Records for this exercise:

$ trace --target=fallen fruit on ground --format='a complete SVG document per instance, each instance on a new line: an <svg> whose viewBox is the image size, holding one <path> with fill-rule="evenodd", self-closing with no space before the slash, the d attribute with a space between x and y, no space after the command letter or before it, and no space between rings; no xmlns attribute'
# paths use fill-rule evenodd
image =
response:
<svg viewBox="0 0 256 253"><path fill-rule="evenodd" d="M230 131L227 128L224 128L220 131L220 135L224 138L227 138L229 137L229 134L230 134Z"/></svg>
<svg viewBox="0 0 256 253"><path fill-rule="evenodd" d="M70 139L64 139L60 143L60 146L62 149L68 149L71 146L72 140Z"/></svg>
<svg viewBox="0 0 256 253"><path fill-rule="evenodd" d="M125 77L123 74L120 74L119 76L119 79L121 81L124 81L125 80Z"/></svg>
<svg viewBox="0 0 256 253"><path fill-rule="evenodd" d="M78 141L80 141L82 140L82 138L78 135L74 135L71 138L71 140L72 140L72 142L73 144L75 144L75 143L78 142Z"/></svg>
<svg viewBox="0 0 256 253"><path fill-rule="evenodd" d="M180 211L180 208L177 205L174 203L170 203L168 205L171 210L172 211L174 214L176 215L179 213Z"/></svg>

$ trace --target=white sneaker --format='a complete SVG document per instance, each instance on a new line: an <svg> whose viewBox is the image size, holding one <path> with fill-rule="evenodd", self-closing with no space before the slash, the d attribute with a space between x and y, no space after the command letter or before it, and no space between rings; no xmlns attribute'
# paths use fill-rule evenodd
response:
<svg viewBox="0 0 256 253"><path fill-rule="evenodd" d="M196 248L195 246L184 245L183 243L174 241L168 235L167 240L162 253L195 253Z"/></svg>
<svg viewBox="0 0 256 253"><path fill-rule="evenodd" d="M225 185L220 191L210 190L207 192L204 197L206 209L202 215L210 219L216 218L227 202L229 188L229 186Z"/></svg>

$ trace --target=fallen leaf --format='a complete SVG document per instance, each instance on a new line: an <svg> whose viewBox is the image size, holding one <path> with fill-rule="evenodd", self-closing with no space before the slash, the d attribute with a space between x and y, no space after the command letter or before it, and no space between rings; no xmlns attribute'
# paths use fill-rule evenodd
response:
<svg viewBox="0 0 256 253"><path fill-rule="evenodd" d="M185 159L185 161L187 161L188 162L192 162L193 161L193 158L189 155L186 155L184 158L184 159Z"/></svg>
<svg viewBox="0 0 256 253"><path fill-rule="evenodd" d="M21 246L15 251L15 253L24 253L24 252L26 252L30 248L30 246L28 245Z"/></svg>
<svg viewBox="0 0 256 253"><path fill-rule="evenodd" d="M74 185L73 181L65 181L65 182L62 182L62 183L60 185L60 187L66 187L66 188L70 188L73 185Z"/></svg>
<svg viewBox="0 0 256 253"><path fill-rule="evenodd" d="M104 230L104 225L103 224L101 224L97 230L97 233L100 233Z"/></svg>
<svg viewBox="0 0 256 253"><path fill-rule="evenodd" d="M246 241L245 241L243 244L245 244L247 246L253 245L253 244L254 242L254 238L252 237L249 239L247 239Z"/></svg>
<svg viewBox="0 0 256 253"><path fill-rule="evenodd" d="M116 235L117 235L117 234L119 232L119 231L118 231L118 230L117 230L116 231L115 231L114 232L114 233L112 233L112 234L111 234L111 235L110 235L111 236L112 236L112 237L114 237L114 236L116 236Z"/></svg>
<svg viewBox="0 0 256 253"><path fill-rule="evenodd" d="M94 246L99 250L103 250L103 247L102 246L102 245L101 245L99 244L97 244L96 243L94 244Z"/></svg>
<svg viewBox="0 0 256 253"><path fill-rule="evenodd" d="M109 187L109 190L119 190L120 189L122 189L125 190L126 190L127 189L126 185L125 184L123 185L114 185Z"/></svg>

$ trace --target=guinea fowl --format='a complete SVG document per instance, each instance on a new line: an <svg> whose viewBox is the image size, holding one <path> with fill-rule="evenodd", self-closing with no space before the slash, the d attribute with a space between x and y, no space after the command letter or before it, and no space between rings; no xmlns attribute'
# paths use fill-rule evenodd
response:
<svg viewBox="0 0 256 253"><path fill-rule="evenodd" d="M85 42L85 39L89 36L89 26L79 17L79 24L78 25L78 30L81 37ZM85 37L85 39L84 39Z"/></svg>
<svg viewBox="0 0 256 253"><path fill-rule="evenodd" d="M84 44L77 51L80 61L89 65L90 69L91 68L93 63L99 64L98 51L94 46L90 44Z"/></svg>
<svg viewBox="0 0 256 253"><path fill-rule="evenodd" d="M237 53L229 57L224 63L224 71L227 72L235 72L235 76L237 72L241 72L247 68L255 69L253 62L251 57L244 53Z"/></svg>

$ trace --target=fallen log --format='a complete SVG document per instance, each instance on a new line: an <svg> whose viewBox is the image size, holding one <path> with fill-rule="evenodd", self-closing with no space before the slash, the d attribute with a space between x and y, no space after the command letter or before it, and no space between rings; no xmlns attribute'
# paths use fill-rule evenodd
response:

What you will do:
Reproduce every row above, character for character.

Result of the task:
$ trace --target=fallen fruit on ground --format='a complete SVG document per instance, each instance on a new line: an <svg> whose viewBox is the image size, holding one <path> with fill-rule="evenodd", self-closing with no space before the slash, the d attribute with a space between x and y, no space after the command letter or before it, and no space between rings; no xmlns attribute'
# paths use fill-rule evenodd
image =
response:
<svg viewBox="0 0 256 253"><path fill-rule="evenodd" d="M230 131L227 128L224 128L220 131L220 135L224 138L227 138L229 137L229 134L230 134Z"/></svg>
<svg viewBox="0 0 256 253"><path fill-rule="evenodd" d="M70 139L64 139L60 143L60 146L62 149L68 149L71 146L72 140Z"/></svg>
<svg viewBox="0 0 256 253"><path fill-rule="evenodd" d="M125 77L123 74L120 74L119 76L119 79L121 81L124 81L125 80Z"/></svg>
<svg viewBox="0 0 256 253"><path fill-rule="evenodd" d="M78 141L80 141L82 140L82 138L78 135L74 135L71 138L71 140L72 140L72 142L73 144L75 144L75 143L78 142Z"/></svg>
<svg viewBox="0 0 256 253"><path fill-rule="evenodd" d="M180 211L180 208L177 205L174 203L170 203L168 205L171 210L172 211L174 214L176 215L179 213Z"/></svg>

$ trace --target=white sneaker --format='a complete SVG document per instance, each instance on a new line: an <svg> whose viewBox is the image size, holding one <path> with fill-rule="evenodd", self-closing with no space before the slash, the d attribute with a space between x and y, no space after the command letter or before it, and no space between rings; no xmlns attribute'
# paths use fill-rule evenodd
response:
<svg viewBox="0 0 256 253"><path fill-rule="evenodd" d="M196 248L195 246L184 245L183 243L174 241L168 235L167 240L162 253L195 253Z"/></svg>
<svg viewBox="0 0 256 253"><path fill-rule="evenodd" d="M225 185L220 191L210 190L207 192L204 197L206 209L202 215L210 219L216 218L227 202L229 188L229 186Z"/></svg>

$ trace --target=fallen leaf --format='a complete SVG document per instance, each instance on a new line: an <svg> whose viewBox is the image size, holding one <path> with fill-rule="evenodd", self-closing with no space before the slash, the d attribute with a space between x and y, no space after the command letter or before it, and no space between rings; no xmlns attribute'
# paths use fill-rule evenodd
response:
<svg viewBox="0 0 256 253"><path fill-rule="evenodd" d="M185 159L185 161L187 161L188 162L192 162L193 161L193 158L189 155L186 155L184 158L184 159Z"/></svg>
<svg viewBox="0 0 256 253"><path fill-rule="evenodd" d="M21 246L15 251L15 253L24 253L24 252L26 252L30 248L30 246L28 245Z"/></svg>
<svg viewBox="0 0 256 253"><path fill-rule="evenodd" d="M74 185L73 181L65 181L65 182L62 182L62 183L60 185L60 187L66 187L66 188L70 188L73 185Z"/></svg>
<svg viewBox="0 0 256 253"><path fill-rule="evenodd" d="M104 230L104 225L103 224L101 224L97 230L97 233L100 233Z"/></svg>
<svg viewBox="0 0 256 253"><path fill-rule="evenodd" d="M246 241L245 241L243 244L245 244L247 246L253 245L253 244L254 242L254 238L252 237L249 239L247 239Z"/></svg>
<svg viewBox="0 0 256 253"><path fill-rule="evenodd" d="M116 235L117 235L117 234L119 232L119 231L118 231L118 230L117 230L116 231L115 231L114 232L114 233L112 233L112 234L111 234L111 235L110 235L111 236L112 236L112 237L114 237L114 236L116 236Z"/></svg>
<svg viewBox="0 0 256 253"><path fill-rule="evenodd" d="M94 246L99 250L103 250L103 247L102 246L102 245L101 245L99 244L97 244L96 243L94 244Z"/></svg>
<svg viewBox="0 0 256 253"><path fill-rule="evenodd" d="M109 187L109 190L119 190L120 189L122 189L125 190L126 190L127 189L126 185L125 184L123 185L114 185Z"/></svg>

$ trace --target=guinea fowl --format='a complete SVG document per instance, each instance on a new line: an <svg> whose viewBox is the image size, holding one <path> with fill-rule="evenodd", self-closing with no space before the slash, the d attribute with a space between x and y, no space after the command letter or before it, and no space between rings; no xmlns attribute'
# paths use fill-rule evenodd
response:
<svg viewBox="0 0 256 253"><path fill-rule="evenodd" d="M85 42L85 39L89 36L89 26L79 17L79 24L78 25L78 30L81 37ZM85 37L85 39L84 39Z"/></svg>
<svg viewBox="0 0 256 253"><path fill-rule="evenodd" d="M84 44L77 51L80 61L89 65L90 69L91 68L93 63L99 64L98 51L94 46L90 44Z"/></svg>
<svg viewBox="0 0 256 253"><path fill-rule="evenodd" d="M237 53L229 57L224 63L224 71L227 72L235 72L235 76L237 72L241 72L247 68L255 69L253 62L251 57L244 53Z"/></svg>

$ trace --target=fallen log --format='a complete SVG document per instance, each instance on a new line: an <svg> whose viewBox is the image size, holding one <path> with fill-rule="evenodd", self-closing with no space before the slash, the d attribute with a space between x and y, no space after the command letter or before it, and no space between rings; no xmlns attribute'
# paths use fill-rule evenodd
response:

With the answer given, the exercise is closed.